Cosa fare - Riprendi il brano sulla formazione di Stefano come guida artica alle Svalbard e continualo a partire dall'ultima frase.
::: Testo fornito :::
Dopo l'esperienza in Stefano Pozzi Australia, non appena rientrato in Norvegia, Stefano si propone per un corso di oltre un anno alle Svalbard, isole del mare Glaciale Artico. Viene preso e dopo un significativo anno di studio teorico e pratico diventa guida artica. Per ottenere questa abilitazione bisognerà sottoporsi a training duri ed esercitazioni tra le quali sarà necessario diventare abili nel tiro al poligono ma anche nel riuscire a superare prove di soccorso che prevedono finanche il recupero di persone accidentalmente cadute in crepacci; bisognerà essere preparati ad avere e saper utilizzare cibo, che deve essere ovviamente preventivamente disidratato prima della partenza, e bisognerà anche utilizzare fornelletti speciali per l'utilizzo in quelle condizioni così limitative. L'uso di idonei abbigliamenti si impone ma ancora più utile è poterlo fare ricorrendo ad un uso di teli di plastica e lana che devono essere utilizzati, alternandoli, in modo da isolare l'umidità dai sacchi a pelo o dalle calzature perché, se si consentisse ad essa di congelare, nei sacchi o nelle calzature, il loro uso risulterebbe inevitabilmente compromesso e metterebbe a rischio l'intera spedizione.
::: Righe di dati :::
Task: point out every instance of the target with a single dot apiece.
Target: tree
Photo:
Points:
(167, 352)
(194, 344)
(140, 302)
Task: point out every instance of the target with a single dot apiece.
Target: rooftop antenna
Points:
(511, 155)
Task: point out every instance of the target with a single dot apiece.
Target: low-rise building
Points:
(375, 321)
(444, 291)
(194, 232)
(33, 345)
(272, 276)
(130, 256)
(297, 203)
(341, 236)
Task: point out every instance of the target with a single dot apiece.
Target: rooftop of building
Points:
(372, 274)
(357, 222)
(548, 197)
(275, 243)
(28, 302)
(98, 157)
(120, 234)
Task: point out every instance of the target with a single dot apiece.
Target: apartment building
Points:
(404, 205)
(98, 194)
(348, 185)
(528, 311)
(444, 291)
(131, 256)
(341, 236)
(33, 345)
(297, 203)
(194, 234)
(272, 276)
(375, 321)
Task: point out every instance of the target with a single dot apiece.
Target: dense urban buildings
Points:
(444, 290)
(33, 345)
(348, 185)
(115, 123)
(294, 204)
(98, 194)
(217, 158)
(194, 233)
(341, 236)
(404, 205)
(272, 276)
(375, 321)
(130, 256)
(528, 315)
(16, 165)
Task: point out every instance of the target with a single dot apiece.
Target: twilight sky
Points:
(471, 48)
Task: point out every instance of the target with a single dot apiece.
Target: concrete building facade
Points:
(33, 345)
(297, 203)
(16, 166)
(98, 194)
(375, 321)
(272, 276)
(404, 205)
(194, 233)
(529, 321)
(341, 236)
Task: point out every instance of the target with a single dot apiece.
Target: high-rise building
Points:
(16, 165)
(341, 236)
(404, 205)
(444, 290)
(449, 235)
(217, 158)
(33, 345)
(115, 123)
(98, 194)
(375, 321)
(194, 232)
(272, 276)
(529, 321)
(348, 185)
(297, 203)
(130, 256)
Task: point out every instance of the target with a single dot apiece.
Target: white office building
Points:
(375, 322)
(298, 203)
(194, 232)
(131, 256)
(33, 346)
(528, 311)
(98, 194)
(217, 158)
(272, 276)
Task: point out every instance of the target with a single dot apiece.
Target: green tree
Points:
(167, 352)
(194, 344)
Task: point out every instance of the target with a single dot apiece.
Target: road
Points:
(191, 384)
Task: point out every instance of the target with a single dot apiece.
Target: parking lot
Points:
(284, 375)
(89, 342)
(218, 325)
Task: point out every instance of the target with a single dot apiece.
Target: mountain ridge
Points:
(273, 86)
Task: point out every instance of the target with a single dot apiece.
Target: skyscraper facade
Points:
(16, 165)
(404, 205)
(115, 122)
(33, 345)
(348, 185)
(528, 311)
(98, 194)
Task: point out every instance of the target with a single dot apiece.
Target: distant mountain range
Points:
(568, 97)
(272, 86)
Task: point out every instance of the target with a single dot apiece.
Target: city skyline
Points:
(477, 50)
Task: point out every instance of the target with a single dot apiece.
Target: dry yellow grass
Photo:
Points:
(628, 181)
:::
::: Righe di dati :::
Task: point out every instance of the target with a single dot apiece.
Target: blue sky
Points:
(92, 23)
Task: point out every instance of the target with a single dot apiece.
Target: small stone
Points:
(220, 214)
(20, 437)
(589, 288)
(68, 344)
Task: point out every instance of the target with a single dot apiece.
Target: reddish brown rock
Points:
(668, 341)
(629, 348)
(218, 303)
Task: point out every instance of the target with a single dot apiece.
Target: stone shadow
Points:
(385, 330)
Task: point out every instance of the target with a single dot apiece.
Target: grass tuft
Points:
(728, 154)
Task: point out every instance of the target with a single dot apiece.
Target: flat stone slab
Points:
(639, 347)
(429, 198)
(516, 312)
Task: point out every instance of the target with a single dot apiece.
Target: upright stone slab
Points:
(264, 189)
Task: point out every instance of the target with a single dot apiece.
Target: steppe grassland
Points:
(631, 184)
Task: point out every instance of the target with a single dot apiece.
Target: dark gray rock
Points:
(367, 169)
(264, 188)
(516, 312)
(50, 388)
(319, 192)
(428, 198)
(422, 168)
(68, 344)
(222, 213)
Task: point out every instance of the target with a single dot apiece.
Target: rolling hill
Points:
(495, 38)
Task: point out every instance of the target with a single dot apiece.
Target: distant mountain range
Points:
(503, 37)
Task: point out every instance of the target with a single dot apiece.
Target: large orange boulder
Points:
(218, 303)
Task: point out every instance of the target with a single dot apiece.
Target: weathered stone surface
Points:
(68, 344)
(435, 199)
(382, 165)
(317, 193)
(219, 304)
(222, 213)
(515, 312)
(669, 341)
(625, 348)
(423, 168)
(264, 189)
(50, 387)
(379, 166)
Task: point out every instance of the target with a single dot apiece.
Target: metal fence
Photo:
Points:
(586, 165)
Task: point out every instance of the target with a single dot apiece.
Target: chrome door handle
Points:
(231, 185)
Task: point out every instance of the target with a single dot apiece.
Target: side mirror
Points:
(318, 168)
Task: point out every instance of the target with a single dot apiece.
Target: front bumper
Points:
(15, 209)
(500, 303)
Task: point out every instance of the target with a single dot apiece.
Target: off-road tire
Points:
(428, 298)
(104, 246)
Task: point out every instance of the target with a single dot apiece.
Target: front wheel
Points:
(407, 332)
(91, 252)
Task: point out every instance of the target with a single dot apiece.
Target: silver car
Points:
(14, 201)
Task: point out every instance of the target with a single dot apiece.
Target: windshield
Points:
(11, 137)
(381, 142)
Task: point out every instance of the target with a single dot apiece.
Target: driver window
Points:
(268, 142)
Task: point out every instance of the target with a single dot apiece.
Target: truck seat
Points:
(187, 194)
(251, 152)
:::
::: Righe di dati :::
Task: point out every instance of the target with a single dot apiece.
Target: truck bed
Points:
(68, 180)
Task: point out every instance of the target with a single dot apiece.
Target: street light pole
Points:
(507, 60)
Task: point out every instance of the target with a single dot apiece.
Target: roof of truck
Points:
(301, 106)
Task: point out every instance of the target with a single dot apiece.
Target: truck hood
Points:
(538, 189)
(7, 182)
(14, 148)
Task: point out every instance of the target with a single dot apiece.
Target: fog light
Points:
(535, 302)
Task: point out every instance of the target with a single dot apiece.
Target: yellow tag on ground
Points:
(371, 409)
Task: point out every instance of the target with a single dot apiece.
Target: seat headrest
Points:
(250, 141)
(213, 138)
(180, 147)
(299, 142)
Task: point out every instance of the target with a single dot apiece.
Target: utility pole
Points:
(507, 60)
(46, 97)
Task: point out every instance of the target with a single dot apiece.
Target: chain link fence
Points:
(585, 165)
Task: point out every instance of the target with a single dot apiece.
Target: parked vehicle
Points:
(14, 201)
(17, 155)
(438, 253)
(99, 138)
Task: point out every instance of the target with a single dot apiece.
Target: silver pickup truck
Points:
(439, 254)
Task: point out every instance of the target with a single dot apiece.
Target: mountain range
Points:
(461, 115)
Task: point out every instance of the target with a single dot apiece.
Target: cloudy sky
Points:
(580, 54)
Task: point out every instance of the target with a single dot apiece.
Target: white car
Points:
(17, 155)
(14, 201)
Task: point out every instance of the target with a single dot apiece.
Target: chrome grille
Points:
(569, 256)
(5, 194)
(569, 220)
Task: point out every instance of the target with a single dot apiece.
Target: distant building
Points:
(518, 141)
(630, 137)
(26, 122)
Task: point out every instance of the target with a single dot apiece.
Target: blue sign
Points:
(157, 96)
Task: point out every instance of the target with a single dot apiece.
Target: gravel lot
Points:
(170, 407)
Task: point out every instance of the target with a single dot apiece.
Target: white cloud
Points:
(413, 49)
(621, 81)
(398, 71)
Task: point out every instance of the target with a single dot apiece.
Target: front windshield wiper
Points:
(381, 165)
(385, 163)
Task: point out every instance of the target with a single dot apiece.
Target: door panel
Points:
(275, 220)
:::
Risultato -
Isole Svalbard, operazione salvataggio con elicottero. Foto Stefano Pozzi
Prima dell'esame finale con il quale si ottiene l'abilitazione ad esercitare la professione di guida artica, bisogna avere un congruo periodo di tirocinio da espletare presso una agenzia di professionisti dove Stefano viene seguito e valutato. La parte pratica per lui è rappresentata da una esperienza operativa di due settimane in Nepal. Solo dopo si sottopone all'esame finale che riesce a superare brillantemente.
È facilmente immaginabile come debba essere impegnativa anche se affascinante una simile esperienza. Si vive in ambienti che possono avere temperature vicine ai meno 40°C, all'Artico, dove vive una popolazione di tremila orsi polari, superiore a quella degli umani residenti, e dove, per legge, si può uscire dai centri abitati solo se armati per potersi difendere dalle aggressioni di quegli esemplari confidenti, purtroppo sempre più numerosi. Si pensi che a scuola, una delle prime pratiche di insegnamento agli studenti è l'uso delle armi.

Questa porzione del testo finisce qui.